**Task 1**
Select each line of the records that contains the word "face" and copy those lines.

**Text to read**
+===+

The relationship is instigated after an agreement has been reached and the contract has been signed. Relationships must be cultivated and nurtured if they are to survive. The objective of nurturing is to preserve and develop relationships and to establish long-term relationships that are beneficial to the customer and to the bank. Nurturing is a vital part of relationship management, since it is the vehicle for follow-up, cross-selling, problem solving and overall account preservation. One of the most significant functions of bankers in cultivating the relationship is to monitor the decision makers and the organizational structure. They should as well monitor the total calling effort of the bank to maximize the full profit potential of the relationship.

+===+

**Records for the exercise**
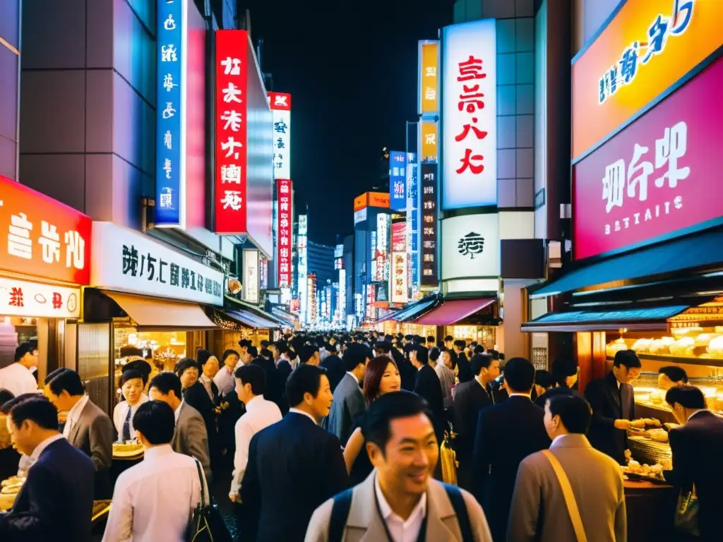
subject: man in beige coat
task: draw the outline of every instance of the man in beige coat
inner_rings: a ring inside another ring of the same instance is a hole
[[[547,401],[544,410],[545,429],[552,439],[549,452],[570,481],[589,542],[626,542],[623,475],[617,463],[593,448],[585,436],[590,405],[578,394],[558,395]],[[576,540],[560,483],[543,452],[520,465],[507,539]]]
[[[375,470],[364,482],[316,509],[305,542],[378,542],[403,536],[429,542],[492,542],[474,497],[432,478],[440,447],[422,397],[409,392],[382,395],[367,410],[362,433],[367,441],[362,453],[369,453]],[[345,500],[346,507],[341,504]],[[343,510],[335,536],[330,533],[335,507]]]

+===+

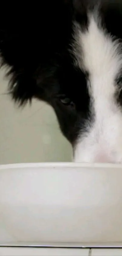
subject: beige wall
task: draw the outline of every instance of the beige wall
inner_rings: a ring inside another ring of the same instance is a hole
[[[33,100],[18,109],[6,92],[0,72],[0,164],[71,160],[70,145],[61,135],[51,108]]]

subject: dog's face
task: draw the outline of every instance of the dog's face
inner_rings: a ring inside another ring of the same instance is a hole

+===+

**Task 2**
According to the passage on banking relationships, when is the relationship instigated?

**Exercise result 1**
subject: dog's face
task: draw the outline of every instance of the dog's face

**Exercise result 2**
After an agreement has been reached and the contract has been signed.